[PREGUNTAS SOBRE MATERIAL]:
1 – Indique si cada afirmación concuerda con el texto sobre el contrabando colonial que aparece más abajo, y responda sí o no citando literalmente las palabras que lo deciden: (a) "Se acata pero no se cumple" es un rasgo propio de lo americano; (b) también en Sevilla se contrabandeaba; (c) a los señores feudales les interesaba más evitar el tránsito que cobrar multas.
2 – Prosiga el texto sobre el contrabando colonial, que aparece más abajo, a partir de su última oración.

[FRAGMENTO DEL TEXTO]:

══════════

Los argentinos nacieron contrabandistas y desobedientes de la ley. “Acato pero no cumplo” era su reacción habitual frente a las órdenes de España; y en cuanto al contrabando, todos violaban sistemáticamente el estricto cepo comercial impuesto por la Corona.
No hay discusión sobre nuestra idiosincrasia en la que no aparezcan estas afirmaciones. Ocurre lo mismo en una mesa de café, un programa radial o un debate académico.
Desde los lejanos tiempos coloniales -se dice-, estos hábitos transgresores se han incorporado a nuestro “ser nacional” o a nuestro ADN, y lo explican todo, desde no pagar impuestos a la “mano de Dios” maradoniana. La evocación de aquellas prácticas fundadoras ha adquirido la sólida contundencia de todo lo que se instala en el sentido común.
“Se acata pero no se cumple” no es un rasgo específicamente americano o hispánico. No está determinado por la raza o la herencia. Simplemente describe la situación de cualquier estado territorial europeo del siglo XVI o XVII, cuando los reyes trataban de imponer su autoridad a un conjunto de poderes particulares: los nobles, los municipios, los cuerpos de funcionarios, la Iglesia y algunos más.
Toda afirmación de autoridad, como el célebre “El Estado soy yo” de Luis XIV, expresa apenas una aspiración, un proyecto construido trabajosamente, que todavía deberá dar muchas batallas y que solo se habrá afirmado a mediados del siglo XIX, junto con el principio de “una ley igual para todos”. Mientras tanto, todos aquellos que estaban sometidos a algún poder negociaban, acataban un poco y obedecían a veces.
Tampoco el contrabando es una originalidad porteña o hispana. Más bien es la contraparte normal del monopolio impuesto por cualquier poder. En el caso de España, el monopolio comercial establecido en Hispanoamérica cerró al comercio la mayoría de los puertos españoles y americanos, para asegurar el monopolio de Sevilla y de Lima, que podían controlar un poco.
Fue el modesto intento de una monarquía cada vez más débil para participar en alguna medida del gran negocio comercial colonial, cuyos mayores beneficios se acumularon en Amsterdam o Londres. En Buenos Aires se contrabandeaba lo mismo que en cualquier otra parte, inclusive en la propia Sevilla.
Un monopolio es una forma de cobrar un peaje a quienes tienen que usar el puente, el puerto o cualquier servicio. Así lo hacían desde el siglo XI los señores feudales, que ejercían directamente el mando en una comarca, más interesados en las multas a los transgresores que en evitar el tránsito.

══════════

[EXTRACTOS DE DATOS]:
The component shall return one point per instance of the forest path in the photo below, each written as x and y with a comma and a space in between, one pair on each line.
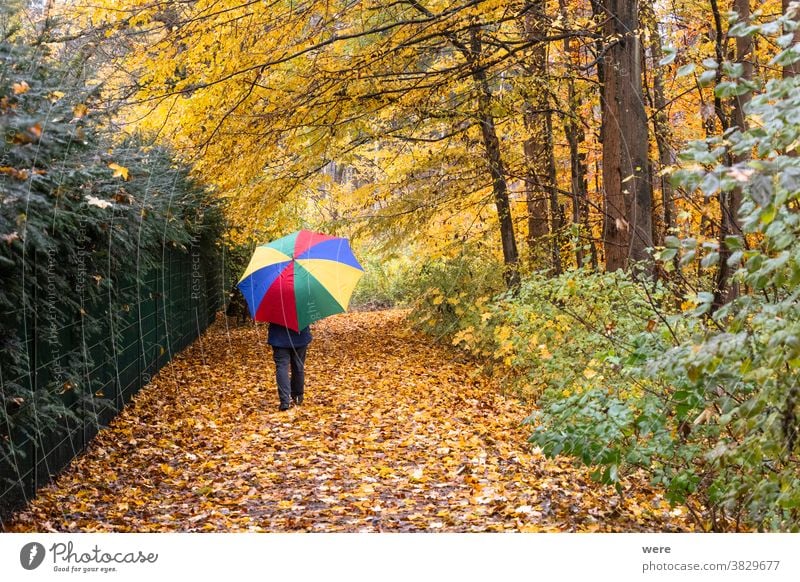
396, 434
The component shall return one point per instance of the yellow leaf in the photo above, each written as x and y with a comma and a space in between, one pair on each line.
119, 171
80, 110
20, 88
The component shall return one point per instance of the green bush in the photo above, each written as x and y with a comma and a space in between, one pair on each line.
82, 220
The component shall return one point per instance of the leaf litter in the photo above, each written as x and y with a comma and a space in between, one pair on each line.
396, 434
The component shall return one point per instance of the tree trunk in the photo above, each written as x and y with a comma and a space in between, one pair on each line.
661, 128
573, 131
496, 167
794, 68
540, 179
730, 202
628, 192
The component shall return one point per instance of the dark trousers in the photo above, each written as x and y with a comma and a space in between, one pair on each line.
286, 359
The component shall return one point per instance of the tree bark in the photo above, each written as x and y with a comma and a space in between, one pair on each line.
661, 127
628, 197
544, 213
794, 68
730, 202
497, 170
576, 136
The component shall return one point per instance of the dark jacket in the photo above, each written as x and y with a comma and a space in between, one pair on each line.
283, 337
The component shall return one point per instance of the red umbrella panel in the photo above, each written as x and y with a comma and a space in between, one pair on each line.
300, 278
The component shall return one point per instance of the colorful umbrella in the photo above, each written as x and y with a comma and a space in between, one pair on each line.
300, 278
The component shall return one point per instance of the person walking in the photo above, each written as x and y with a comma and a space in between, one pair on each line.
289, 352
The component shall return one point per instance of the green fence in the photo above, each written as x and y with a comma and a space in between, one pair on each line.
173, 304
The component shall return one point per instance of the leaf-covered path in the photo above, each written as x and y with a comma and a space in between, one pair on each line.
396, 434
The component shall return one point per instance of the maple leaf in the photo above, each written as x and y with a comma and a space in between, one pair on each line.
119, 171
99, 202
389, 438
20, 88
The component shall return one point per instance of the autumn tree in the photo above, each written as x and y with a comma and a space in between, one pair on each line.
626, 178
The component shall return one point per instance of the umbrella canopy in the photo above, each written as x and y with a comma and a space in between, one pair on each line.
300, 278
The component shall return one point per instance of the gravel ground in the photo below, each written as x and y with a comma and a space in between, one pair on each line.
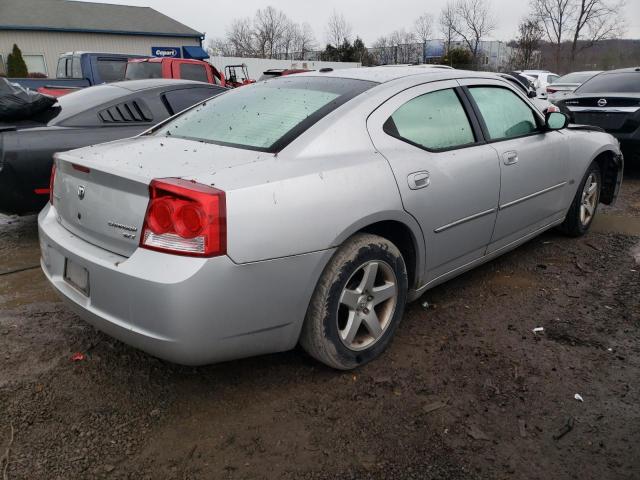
466, 390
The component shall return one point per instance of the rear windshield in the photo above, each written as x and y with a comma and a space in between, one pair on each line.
612, 82
575, 78
141, 70
77, 102
265, 116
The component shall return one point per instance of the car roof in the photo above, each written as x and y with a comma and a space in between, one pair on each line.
147, 83
622, 70
383, 74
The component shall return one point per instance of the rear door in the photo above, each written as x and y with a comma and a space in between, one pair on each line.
533, 162
448, 178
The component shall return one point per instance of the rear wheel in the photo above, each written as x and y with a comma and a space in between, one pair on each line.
358, 303
585, 203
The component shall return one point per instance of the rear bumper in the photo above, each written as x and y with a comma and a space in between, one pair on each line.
186, 310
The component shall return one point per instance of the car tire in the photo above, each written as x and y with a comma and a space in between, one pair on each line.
358, 303
585, 203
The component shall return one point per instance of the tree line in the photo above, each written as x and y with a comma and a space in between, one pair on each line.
567, 28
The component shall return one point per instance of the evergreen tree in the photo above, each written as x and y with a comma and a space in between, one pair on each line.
16, 67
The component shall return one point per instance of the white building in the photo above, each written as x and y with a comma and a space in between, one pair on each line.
43, 29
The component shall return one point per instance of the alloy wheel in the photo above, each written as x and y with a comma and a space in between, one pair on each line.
589, 199
367, 304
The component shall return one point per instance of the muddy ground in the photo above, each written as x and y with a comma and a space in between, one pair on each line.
466, 390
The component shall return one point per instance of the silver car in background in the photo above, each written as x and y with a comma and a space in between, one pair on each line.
310, 208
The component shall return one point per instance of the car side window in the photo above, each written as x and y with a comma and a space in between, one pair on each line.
190, 71
505, 114
435, 121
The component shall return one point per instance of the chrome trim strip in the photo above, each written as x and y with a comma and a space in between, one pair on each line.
604, 109
417, 293
529, 197
463, 220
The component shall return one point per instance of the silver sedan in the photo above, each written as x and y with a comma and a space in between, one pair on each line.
309, 209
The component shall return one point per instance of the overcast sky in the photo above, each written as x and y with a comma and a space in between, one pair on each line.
369, 19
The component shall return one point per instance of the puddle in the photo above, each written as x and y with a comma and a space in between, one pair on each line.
609, 223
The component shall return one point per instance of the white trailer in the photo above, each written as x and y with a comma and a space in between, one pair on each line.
258, 65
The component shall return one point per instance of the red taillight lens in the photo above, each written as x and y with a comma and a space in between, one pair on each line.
185, 218
160, 216
52, 180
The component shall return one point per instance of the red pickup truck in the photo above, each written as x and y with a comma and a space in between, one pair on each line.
139, 68
234, 76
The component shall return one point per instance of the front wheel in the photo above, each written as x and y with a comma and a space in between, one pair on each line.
585, 203
358, 303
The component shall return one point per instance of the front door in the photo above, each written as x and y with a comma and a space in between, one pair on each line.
448, 179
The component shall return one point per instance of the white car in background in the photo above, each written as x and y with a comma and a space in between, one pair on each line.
568, 83
541, 79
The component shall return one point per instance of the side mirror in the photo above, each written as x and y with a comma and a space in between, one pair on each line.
556, 120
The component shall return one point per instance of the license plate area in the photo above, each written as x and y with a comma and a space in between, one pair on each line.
76, 276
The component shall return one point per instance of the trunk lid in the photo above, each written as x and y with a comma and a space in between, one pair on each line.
101, 193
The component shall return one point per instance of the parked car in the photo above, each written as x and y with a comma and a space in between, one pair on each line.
611, 101
281, 72
237, 76
542, 78
186, 69
310, 208
86, 117
78, 70
568, 83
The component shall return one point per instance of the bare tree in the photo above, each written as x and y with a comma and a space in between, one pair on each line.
556, 19
423, 27
270, 26
305, 41
404, 44
596, 20
473, 23
448, 21
383, 52
240, 38
530, 33
338, 29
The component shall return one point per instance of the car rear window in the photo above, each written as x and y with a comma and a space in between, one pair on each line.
77, 102
141, 70
612, 82
265, 116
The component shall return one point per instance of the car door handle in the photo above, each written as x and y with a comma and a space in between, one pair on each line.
510, 157
418, 180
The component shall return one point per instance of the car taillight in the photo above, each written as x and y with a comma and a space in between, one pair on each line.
52, 180
185, 218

══════════

[RESPUESTAS EN ORDEN]:
1 –
(a) No: "“Se acata pero no se cumple” no es un rasgo específicamente americano o hispánico."
(b) Sí: "En Buenos Aires se contrabandeaba lo mismo que en cualquier otra parte, inclusive en la propia Sevilla."
(c) No: "más interesados en las multas a los transgresores que en evitar el tránsito."

2 –
Cuando son desplazados por los nacientes estados monárquicos, su lugar es ocupado por el funcionario local, el primer y más directo beneficiario. En 1617 el rey designó gobernador de Buenos Aires a Diego de Góngora, quien pagó por su cargo tanto como lo que hoy paga un oficial de policía para ser designado al frente de una comisaría de Buenos Aires.
La diferencia es que por entonces la venta de todos los cargos era algo normal y aceptado, y se entendía que el nuevo funcionario recuperaría su inversión.
En este caso, el gobernador no solo cobró su parte de los contrabandistas de Buenos Aires sino que él mismo llegó a su nuevo destino al frente de tres naves, cargadas de “efectos de Castilla” por los comerciantes de Lisboa, y de golpe la ciudad se llenó de tiendas ocupadas en venderlos.
Un grupo de funcionarios y comerciantes “extranjeros” -una noción completamente anacrónica- fueron los agentes activos del contrabando, los verdaderos fundadores de esta faceta de nuestro “ser nacional”.
Había españoles, como el contador Hernando de Vargas, que cobraba derechos sospechosamente bajos a los buques negreros, el capitán Juan de Vergara, que manejaba el puerto y la justicia, o el tesorero real Simón de Valdés, que en apenas ocho años acuñó una extraordinaria riqueza.
Pero los principales, los que verdaderamente movían los hilos, eran algunos comerciantes portugueses, judíos conversos, como Diego de Vega, con corresponsales en Brasil, Portugal y Flandes.
Algunos historiadores nacionalistas han atisbado detrás de estos judíos portugueses la mano de Brasil, que desde el siglo XVII ya orquestaba la gran maniobra para aplastar a la Argentina. Y tras ellos, Gran Bretaña: protestantes y judíos conspiraban contra la monarquía católica.
Entre tantos copartícipes y cómplices del contrabando, hubo alguien que quiso hacer cumplir las leyes, más allá incluso de las pretensiones de la Corona. Fue Hernando Arias de Saavedra, Hernandarias, yerno de Juan de Garay y gobernador de Paraguay y de Buenos Aires.
Fue el primer criollo que ocupó un cargo de esa envergadura. Por algún motivo, quizá personal, cuando gobernó Buenos Aires se empeñó en acabar con los contrabandistas.
Peleó denodadamente y obtuvo algunos éxitos, pero sus enemigos resultaron más fuertes. Apelaron a España, y el nuevo gobernador -el de los barcos- lo enjuició y destituyó, lo puso preso y confiscó sus bienes.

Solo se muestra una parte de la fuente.